Okuma Metni:
▬▬▬▬▬▬
Yani bir yandan da Suud Krallığı’nın hem iç hem bölgesel iktidarını besleyen bir planın varlığına yapılan göndermeler mevcut. Ancak koalisyonun varlığı bunun üzerinde ve önemli. “Koalisyon ne yapabilir ki” sorusunu tekrarlayan kesimler açısından mesele “askeri operasyonlar” üzerinde odaklanıyor. İslam ittifakının bir seri ülkesi Suriye’ye özel kuvvetler göndereceğini zaten açıkladı. Bunlar Suriye’de operasyonlar gerçekleştirecek, karargahı Riylad’da bulunacak ve Batı koalisyonu ile de-doğal olarak-iletişim halinde bulunacaklar. Buraya kadar tamam veya kağıt üzerinde güzel denebilir.

Ancak bu yanıtın hemen ardından gelen ikinci soru konuyu hızla politik arenaya taşıyor; “Bu ülkelerin güçleri kuvvetle muhtemel ihtimaldir, Suriye’de Esad ordusu veya Hizbullah’ı hedeflemek için böylesi bir koalisyon inşa ettiler. Ama yapabilirler mi? Bu ayrı bir mesele. Örneğin Suriye ordusu vurulduğunda Rusya’nın ve Amerika’nın tepkisi ne olur?” Bunlar iyi sorular ve tartışmayı dediğimiz gibi muharebe alanında Ortadoğu’nun o meşhur sorusuna evriltiyor…

“Bu IŞİD’le mücadele koalisyonu mu yoksa asıl olarak İran’ın bölgedeki etkisini kontrol altında tutmak ve Hizbullah ya da Husiler gibi diğer Şii gruplarla mücadele etmek amaçlı Sünni koalisyonu mu? Yoksa Mısır’da mevcut statükoya destek çıkıp Suriye’deki rejimi devirmeye çalışan bir koalisyon mu? Amaçları henüz çok net değil. Ama bu Sünni bir koalisyon.”
▬▬▬▬▬▬
Verilen Bilgiler:
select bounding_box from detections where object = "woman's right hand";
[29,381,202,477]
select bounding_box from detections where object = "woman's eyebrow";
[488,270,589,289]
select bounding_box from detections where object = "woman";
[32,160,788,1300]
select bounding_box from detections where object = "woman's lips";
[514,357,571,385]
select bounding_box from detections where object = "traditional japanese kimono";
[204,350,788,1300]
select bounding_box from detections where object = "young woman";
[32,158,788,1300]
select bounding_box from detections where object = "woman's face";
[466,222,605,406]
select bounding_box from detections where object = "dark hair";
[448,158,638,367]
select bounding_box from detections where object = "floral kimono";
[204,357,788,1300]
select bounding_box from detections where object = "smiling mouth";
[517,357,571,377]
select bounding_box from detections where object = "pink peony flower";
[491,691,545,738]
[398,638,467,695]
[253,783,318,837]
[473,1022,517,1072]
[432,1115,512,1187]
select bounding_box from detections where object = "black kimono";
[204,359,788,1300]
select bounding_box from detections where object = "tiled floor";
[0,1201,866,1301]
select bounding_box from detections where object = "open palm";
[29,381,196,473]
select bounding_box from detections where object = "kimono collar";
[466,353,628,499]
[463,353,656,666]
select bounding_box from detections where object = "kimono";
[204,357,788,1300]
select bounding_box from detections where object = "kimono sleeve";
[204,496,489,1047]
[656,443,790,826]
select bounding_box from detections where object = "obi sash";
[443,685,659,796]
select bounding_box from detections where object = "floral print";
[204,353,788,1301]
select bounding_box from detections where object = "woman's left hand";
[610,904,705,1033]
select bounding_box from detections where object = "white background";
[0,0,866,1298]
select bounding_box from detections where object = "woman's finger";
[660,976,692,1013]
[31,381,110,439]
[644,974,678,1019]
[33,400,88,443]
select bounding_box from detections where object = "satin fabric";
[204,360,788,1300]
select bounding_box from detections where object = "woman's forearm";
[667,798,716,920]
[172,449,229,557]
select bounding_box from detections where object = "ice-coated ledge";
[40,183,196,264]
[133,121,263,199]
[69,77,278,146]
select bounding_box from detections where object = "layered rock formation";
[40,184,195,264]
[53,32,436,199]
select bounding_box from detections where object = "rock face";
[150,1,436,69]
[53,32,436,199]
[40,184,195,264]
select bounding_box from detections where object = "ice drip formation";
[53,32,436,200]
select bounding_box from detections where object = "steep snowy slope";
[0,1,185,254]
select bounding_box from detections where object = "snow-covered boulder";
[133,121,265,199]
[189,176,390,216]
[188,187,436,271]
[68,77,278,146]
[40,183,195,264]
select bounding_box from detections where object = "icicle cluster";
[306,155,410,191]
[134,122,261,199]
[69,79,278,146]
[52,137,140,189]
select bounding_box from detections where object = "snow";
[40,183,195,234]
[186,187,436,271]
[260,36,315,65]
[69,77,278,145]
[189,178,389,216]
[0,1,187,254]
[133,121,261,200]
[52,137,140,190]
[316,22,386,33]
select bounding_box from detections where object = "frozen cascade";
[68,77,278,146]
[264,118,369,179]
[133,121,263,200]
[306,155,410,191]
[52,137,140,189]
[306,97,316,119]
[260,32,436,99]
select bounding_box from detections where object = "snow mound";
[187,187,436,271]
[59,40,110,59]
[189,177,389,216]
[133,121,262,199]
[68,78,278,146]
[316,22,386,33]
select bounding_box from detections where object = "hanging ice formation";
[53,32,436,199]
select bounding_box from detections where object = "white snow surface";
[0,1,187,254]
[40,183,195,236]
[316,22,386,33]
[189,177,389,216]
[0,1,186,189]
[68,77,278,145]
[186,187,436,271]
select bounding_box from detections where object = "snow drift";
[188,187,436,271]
▬▬▬▬▬▬
Verilen Görev:
Koalisyon üzerine olan metinde "Yani bir yandan" sözlerini içeren yerle açılıp "üzerinde güzel denebilir." sözleriyle kapanan bölümü hiçbir değişiklik yapmadan yeniden yazın. Bu satırlar başka bir kaynaktan alınmıştır.

Yanıt:
Yani bir yandan da Suud Krallığı’nın hem iç hem bölgesel iktidarını besleyen bir planın varlığına yapılan göndermeler mevcut. Ancak koalisyonun varlığı bunun üzerinde ve önemli. “Koalisyon ne yapabilir ki” sorusunu tekrarlayan kesimler açısından mesele “askeri operasyonlar” üzerinde odaklanıyor. İslam ittifakının bir seri ülkesi Suriye’ye özel kuvvetler göndereceğini zaten açıkladı. Bunlar Suriye’de operasyonlar gerçekleştirecek, karargahı Riylad’da bulunacak ve Batı koalisyonu ile de-doğal olarak-iletişim halinde bulunacaklar. Buraya kadar tamam veya kağıt üzerinde güzel denebilir.